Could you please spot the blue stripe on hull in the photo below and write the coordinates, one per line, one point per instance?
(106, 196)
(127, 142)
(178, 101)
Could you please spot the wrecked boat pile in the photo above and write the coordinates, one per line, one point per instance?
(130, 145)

+--

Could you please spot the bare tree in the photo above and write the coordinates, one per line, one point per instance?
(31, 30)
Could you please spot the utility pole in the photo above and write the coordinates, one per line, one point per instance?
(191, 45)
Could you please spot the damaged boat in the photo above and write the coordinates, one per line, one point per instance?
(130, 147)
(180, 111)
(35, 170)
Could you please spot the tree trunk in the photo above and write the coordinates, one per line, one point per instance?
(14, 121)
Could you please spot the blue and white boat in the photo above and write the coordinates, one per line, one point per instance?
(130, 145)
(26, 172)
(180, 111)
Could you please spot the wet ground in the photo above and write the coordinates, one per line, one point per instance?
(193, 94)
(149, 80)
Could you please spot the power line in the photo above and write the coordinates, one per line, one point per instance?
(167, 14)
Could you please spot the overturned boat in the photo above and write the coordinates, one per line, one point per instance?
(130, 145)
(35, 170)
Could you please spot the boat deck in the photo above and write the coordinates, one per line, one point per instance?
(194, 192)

+--

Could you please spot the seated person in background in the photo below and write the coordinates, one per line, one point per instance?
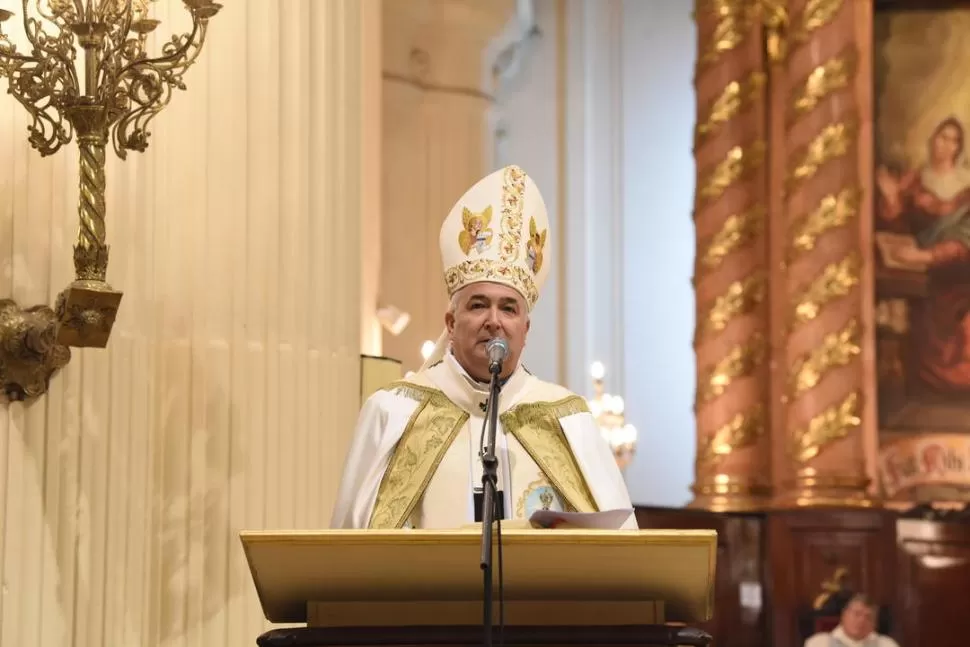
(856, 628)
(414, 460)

+--

(YOUR TASK) Which lines in the items above contain the word "boat"? Copy each of them in full.

(FINISHED EXERCISE)
Could you please spot the wrecked boat pile in the photo above and write the coordinates, one per line, one point per instance?
Could you please spot the damaged boat in the photo above and write the coordinates, one per line, one point per instance?
Could you please spot the blue and white boat in the photo above and write the coordinates, one per line, one point per instance?
Could you please spot the overturned boat in the photo above and write the coordinates, one per line, one point per instance?
Could you please spot the boat deck in the photo above and write the coordinates, one per line, one point per instance?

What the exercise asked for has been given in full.